## REQUIRED ACTION:
Lines holding the string "horse" are the ones to copy; find them all in the data.

## SOURCE MATERIAL:
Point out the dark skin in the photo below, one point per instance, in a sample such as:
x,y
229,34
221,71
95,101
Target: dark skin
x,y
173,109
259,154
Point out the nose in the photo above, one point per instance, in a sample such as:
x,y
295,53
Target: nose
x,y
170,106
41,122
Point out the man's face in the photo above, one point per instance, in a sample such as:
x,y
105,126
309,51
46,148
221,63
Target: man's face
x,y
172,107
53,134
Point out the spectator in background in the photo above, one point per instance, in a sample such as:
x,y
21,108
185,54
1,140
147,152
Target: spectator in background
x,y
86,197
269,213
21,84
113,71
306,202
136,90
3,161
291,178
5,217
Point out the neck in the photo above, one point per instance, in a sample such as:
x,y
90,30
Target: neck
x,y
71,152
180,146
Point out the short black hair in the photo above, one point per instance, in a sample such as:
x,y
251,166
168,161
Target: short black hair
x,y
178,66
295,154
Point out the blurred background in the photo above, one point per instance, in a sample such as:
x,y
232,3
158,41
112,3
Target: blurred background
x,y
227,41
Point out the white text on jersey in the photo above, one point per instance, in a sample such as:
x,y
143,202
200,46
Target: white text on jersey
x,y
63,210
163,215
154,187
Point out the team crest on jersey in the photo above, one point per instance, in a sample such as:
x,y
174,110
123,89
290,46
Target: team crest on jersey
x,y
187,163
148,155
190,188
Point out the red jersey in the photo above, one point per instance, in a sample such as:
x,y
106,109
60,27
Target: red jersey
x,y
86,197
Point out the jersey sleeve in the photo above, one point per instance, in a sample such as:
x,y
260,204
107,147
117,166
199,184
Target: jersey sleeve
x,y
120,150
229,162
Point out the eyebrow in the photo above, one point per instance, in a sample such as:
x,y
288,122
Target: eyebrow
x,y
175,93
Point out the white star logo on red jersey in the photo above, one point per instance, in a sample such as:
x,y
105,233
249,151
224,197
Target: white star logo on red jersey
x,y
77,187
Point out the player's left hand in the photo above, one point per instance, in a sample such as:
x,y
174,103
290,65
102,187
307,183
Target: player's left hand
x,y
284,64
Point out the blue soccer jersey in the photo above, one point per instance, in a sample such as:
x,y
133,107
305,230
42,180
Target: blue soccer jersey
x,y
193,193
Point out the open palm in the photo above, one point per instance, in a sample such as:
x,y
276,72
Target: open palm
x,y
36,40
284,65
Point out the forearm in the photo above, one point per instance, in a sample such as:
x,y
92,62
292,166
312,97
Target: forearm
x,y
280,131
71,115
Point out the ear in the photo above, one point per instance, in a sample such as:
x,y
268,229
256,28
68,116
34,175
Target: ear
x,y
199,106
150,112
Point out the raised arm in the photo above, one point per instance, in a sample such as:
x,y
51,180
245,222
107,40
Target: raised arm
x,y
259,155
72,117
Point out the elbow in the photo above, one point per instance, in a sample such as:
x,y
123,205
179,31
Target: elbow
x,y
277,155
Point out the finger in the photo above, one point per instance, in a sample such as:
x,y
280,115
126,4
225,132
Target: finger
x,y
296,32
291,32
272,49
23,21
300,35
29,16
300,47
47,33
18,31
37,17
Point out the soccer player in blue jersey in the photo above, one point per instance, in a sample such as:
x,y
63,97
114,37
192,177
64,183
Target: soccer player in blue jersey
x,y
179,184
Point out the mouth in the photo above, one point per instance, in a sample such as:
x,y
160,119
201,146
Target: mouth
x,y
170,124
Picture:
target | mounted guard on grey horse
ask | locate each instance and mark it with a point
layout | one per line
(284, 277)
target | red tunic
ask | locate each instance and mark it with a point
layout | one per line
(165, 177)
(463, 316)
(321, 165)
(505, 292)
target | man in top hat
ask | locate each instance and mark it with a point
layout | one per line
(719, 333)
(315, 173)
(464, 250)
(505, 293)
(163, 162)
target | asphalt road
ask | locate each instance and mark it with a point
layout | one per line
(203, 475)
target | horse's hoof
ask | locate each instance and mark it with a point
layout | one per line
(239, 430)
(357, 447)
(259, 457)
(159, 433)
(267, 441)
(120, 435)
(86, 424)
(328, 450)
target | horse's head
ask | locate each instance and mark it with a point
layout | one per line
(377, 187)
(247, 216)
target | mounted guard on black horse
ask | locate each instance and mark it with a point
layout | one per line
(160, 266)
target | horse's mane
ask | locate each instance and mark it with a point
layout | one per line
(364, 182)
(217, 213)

## WORKED SOLUTION:
target | mounted guard on grey horse
target | horse's hoof
target | horse's head
target | mounted guard on black horse
target | horse's mane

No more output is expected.